> **WRITTEN INSTRUCTION**:
Everything from the line that holds "written like (164,300)." through the end of the data below should be output exactly, both ends included.

BEGIN TASK MATERIAL

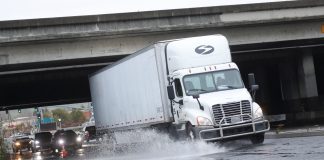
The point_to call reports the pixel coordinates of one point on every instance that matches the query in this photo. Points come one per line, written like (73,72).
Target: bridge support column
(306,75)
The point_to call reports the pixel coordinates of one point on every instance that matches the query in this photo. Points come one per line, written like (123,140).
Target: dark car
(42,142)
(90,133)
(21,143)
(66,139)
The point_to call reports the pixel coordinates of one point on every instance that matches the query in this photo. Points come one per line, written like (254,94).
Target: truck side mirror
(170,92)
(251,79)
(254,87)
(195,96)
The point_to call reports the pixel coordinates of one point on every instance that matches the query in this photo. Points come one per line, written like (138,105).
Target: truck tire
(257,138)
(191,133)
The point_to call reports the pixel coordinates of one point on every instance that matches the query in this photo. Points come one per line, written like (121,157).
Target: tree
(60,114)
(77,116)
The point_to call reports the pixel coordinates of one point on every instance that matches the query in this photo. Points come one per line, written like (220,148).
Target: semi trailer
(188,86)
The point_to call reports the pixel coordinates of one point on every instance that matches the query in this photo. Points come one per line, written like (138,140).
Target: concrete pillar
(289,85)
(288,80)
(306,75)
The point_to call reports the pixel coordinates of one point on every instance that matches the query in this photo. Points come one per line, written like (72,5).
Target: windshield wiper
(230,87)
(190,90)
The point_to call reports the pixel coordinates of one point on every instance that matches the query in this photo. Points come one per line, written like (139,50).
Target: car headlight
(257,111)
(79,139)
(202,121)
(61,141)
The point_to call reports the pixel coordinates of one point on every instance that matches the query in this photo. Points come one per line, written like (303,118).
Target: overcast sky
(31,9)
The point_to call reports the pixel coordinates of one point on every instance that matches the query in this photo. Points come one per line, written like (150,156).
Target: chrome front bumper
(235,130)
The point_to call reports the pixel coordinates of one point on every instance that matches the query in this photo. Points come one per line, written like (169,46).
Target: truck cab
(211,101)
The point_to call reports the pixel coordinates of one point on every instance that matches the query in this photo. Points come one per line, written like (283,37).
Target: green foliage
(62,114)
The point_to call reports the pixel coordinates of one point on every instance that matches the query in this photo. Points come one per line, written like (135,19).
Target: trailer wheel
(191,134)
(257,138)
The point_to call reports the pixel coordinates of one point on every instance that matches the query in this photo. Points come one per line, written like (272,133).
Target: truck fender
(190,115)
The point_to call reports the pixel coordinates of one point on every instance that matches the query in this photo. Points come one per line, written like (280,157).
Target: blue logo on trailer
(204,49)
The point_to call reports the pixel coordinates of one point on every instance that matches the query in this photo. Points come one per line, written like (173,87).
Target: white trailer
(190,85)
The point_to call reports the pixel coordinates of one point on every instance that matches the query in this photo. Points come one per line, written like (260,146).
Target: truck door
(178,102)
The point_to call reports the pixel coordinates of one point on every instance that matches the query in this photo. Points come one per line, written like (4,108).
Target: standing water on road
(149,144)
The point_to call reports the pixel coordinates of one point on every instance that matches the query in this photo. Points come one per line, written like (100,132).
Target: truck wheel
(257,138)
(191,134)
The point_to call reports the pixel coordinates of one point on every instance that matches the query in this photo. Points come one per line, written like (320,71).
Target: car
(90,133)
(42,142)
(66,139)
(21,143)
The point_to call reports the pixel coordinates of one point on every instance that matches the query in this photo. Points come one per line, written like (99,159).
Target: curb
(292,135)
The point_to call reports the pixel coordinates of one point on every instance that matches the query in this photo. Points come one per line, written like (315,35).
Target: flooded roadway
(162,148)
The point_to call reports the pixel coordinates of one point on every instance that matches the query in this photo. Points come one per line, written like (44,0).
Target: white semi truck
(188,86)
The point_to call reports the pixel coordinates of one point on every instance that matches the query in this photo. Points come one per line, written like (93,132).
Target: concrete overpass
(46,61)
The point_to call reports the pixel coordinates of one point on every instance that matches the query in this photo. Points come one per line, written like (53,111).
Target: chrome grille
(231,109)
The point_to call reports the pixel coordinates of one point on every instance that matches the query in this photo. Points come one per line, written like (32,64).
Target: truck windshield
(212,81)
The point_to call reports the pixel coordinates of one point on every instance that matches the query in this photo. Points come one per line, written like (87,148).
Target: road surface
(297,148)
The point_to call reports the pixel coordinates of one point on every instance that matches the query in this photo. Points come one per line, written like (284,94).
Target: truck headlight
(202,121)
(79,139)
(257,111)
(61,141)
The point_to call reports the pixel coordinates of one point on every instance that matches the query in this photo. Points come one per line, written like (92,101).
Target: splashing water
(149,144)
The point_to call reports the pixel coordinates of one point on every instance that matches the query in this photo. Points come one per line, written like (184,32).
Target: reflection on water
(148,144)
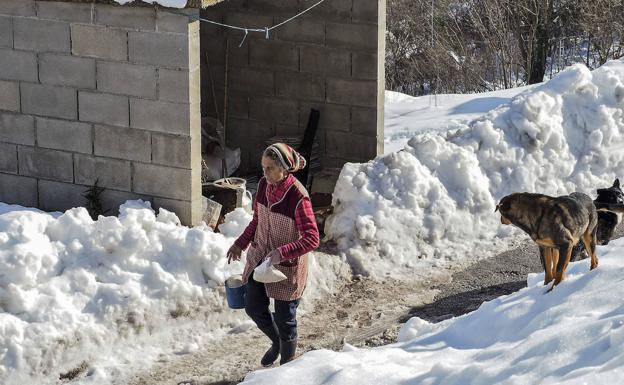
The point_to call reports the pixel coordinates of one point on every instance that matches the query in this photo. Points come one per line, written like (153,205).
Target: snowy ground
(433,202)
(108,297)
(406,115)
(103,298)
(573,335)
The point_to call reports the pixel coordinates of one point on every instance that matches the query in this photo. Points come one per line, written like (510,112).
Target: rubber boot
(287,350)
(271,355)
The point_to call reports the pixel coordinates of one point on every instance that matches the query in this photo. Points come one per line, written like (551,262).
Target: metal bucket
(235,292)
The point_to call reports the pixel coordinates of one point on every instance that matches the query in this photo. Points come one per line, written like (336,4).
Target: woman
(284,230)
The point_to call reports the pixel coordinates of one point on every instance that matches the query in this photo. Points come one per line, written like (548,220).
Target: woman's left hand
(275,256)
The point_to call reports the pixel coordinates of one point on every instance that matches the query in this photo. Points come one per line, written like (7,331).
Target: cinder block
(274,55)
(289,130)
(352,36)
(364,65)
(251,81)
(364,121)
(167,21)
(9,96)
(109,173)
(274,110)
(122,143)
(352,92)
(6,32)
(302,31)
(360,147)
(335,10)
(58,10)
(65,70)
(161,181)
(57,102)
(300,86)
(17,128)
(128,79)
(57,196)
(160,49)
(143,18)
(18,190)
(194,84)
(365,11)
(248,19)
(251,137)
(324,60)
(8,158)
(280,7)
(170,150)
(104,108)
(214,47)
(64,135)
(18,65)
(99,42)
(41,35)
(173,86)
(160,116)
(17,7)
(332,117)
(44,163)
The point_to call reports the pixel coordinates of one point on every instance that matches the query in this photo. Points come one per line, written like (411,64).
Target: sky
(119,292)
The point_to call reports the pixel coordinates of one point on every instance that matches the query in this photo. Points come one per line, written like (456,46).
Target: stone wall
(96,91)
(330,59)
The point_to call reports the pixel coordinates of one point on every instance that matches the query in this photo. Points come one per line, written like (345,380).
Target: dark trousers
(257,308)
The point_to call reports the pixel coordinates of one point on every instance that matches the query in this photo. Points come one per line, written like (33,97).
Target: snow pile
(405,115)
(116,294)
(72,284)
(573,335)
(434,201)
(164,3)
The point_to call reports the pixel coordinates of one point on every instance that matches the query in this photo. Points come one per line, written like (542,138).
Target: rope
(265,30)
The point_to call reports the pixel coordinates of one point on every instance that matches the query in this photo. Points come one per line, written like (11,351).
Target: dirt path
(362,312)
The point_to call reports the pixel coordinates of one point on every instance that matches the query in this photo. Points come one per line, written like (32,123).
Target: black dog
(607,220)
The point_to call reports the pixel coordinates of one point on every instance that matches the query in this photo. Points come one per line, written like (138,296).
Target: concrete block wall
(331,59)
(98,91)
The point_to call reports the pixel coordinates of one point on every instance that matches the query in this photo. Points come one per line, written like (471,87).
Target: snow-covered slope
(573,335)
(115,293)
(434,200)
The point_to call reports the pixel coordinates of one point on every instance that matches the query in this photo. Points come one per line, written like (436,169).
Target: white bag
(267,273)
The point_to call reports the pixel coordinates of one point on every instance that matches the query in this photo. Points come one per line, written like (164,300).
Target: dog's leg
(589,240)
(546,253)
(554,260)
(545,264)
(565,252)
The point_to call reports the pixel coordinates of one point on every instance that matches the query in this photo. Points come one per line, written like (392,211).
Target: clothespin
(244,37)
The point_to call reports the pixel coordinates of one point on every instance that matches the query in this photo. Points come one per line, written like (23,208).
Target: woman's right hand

END TASK MATERIAL

> **CORRECT OUTPUT**:
The point_to call reports the pixel coordinates of one point on every instance that matches the query in this photo. Points come one per line, written like (164,300).
Target: dog's leg
(589,240)
(546,253)
(554,260)
(545,264)
(565,252)
The point_to call reports the pixel coordinates of one point on every instance that matches the query in this photo. Points come one per line, written like (392,211).
Target: clothespin
(244,37)
The point_to call reports the pixel coordinates of one point on every instance that matches the query in this photo. Points come one per line, written like (23,208).
Target: woman's right hand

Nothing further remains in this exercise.